His Excellency Hon. Daniel T. Arap Moi
C.G.H. MP, President and Commander in-Chief of The Republic of Kenya

at the 
World Summit on Sustainable Development

Johannesburg, South Africa
 2nd September 2002

Excellencies, Distinguished Delegates, Ladies and Gentlemen,

It gives me great pleasure to address this summit of distinguished world leaders assembled here to review the progress made since Rio ten years ago. I thank my Dear Brother and Colleague, President Thabo Mbeki, for the excellent arrangements put to our disposal and the Secretary General, Mr. Kofi Annan, for the preparatory work already undertaken.

At Rio in June 1992, we committed ourselves in Agenda 21 to protect the environment and eradicate poverty, and to formulate priority actions for the realization of sustainable development.

Looking back at the last decade, the track record of implementation of the agreed actions to stop further deterioration of the global environment has been rather disappointing.

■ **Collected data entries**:
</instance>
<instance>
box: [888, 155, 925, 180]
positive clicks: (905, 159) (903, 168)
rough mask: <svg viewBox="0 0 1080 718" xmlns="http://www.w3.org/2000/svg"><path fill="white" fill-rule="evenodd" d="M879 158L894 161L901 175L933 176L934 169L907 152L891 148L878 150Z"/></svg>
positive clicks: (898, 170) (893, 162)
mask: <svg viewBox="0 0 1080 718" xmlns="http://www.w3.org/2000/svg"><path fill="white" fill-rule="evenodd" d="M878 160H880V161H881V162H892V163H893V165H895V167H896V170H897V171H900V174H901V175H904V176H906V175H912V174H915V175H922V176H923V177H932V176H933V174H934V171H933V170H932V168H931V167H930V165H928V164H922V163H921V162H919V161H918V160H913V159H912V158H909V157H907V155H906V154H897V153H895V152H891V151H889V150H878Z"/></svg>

■ **Problem**: Continue the World Summit on Sustainable Development speech from its last sentence.

■ **Output**:
We certainly could have done better and achieved more, if the consensus and commitments displayed in Rio had been translated into real action.

I hope that this Summit will give fresh impetus to the commitment by the international community to the call of sustainable development and in particular to the implementation of the Johannesburg plan of action. We must move away from mere talk to real action.

Experiences over the past decade have proved beyond doubt that certain key issues must be addressed as a matter of priority. Foremost among these is poverty, which is a major obstacle to efforts by Governments to ensure environmentally friendly socio-economic development.

Poverty reduces living conditions to a continuous and desperate struggle for survival. In such a situation, the luxury of weighing the consequences of one's actions does not exist.

The eradication of poverty is, therefore, crucial to the realization of sustainable development.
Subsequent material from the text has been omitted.